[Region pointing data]
= = =
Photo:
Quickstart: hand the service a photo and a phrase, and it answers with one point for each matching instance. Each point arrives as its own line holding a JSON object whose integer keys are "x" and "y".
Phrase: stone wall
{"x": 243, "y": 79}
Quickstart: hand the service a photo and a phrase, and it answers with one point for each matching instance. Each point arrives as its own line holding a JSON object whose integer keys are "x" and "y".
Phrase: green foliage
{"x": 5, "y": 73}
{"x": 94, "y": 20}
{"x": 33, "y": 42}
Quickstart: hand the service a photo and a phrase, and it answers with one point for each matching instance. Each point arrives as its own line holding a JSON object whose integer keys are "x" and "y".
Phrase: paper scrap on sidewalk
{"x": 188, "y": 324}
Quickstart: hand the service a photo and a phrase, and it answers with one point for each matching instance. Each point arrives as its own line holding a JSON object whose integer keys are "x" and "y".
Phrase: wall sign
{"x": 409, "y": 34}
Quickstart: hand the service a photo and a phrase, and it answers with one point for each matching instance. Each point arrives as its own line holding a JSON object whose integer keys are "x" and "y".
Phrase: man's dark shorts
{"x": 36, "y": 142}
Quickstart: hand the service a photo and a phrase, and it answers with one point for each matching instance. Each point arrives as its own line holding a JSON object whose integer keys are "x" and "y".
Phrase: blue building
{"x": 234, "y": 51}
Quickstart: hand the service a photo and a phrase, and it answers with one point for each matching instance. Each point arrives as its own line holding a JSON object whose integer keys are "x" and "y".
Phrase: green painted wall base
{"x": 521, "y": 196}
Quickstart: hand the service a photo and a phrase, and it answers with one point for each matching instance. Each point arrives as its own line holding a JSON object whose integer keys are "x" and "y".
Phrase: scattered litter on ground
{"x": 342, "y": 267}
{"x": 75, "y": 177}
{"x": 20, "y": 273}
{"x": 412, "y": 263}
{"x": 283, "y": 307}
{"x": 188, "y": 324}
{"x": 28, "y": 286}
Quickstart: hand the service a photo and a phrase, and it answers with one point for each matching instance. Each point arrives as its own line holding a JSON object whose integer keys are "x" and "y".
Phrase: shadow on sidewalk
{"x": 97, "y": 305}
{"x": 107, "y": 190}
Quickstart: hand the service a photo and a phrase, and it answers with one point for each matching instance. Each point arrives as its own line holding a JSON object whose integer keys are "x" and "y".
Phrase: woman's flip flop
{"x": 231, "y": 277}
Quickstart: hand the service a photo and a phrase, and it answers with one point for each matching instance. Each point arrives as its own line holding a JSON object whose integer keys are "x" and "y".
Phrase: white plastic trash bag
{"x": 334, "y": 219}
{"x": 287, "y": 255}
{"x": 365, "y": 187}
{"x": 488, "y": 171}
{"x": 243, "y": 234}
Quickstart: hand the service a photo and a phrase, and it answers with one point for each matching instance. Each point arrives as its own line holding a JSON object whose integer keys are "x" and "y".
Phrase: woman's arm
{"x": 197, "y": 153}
= = =
(REQUIRED WORK):
The records above are to be printed out again exactly, without omission.

(ANSWER TO THIS PROBLEM):
Photo:
Quickstart: hand the service a photo and a phrase, and it answers with one point for each matching instance. Each point arrives as its own line holding a JSON object whose integer keys are "x" and "y".
Phrase: stone wall
{"x": 243, "y": 79}
Quickstart: hand the service a photo and a phrase, and it answers with one point for each matching instance. Each point arrives as its own line holding a JSON object whose integer keys are "x" and "y".
Phrase: green foliage
{"x": 5, "y": 73}
{"x": 94, "y": 20}
{"x": 33, "y": 42}
Quickstart: hand the service a photo and a phrase, and it answers with one point for each matching instance. Each point arrives as its own line holding a JSON object whose integer keys are "x" and "y".
Phrase: paper scrap on sidewalk
{"x": 188, "y": 324}
Quickstart: hand the service a photo and a phrase, and it answers with one point for each matching instance. Each point arrives as its own line holding a JSON object whose integer keys are "x" and "y".
Phrase: wall sign
{"x": 409, "y": 34}
Quickstart: hand the service a photo and a phrase, and it answers with one point for each matching instance. Each point arrives as its own line holding a JSON object whose integer keys are "x" and "y".
Phrase: man's dark shorts
{"x": 36, "y": 142}
Quickstart: hand the service a photo and a phrase, and it answers with one point for each matching instance. Each point arrives as its own line holding a JSON object whose integer keys are "x" and "y".
Phrase: blue building
{"x": 234, "y": 51}
Quickstart: hand the service a photo and a phrase, and it answers with one point for each matching instance. Each point arrives as its own line holding a JSON object whose integer keys are "x" and "y".
Phrase: green painted wall base
{"x": 521, "y": 196}
Quickstart: hand the service a photo and a phrase, and it answers with one point for each matching instance. Each point arrives as its own line holding a JSON object whose integer keys are "x" and "y".
Phrase: scattered litter on ground
{"x": 342, "y": 267}
{"x": 75, "y": 177}
{"x": 20, "y": 273}
{"x": 412, "y": 263}
{"x": 283, "y": 307}
{"x": 188, "y": 324}
{"x": 28, "y": 286}
Quickstart: hand the service a photo and a phrase, and it answers with one point for each matching instance. Each point arrives as its own line holding a JSON object whose integer keys are "x" and "y".
Phrase: shadow on sidewalk
{"x": 97, "y": 305}
{"x": 107, "y": 190}
Quickstart: hand the service a photo and a phrase, and it answers with one point for each matching instance. Each point arrives as its own line holding a JSON object whose integer keys are "x" and "y".
Phrase: woman's flip flop
{"x": 231, "y": 277}
Quickstart: hand the service a photo and a phrase, and it answers with one point for each matching instance. Each point arrives as its own line holding a JSON object whose integer keys are "x" and "y".
Phrase: white plastic trash bag
{"x": 334, "y": 219}
{"x": 287, "y": 255}
{"x": 365, "y": 187}
{"x": 488, "y": 171}
{"x": 243, "y": 234}
Quickstart: hand the service a photo and a phrase, and it answers with one point for each matching instance. Each point arrives as its own line holding a JSON object whose integer keys are "x" and "y".
Phrase: woman's arm
{"x": 197, "y": 153}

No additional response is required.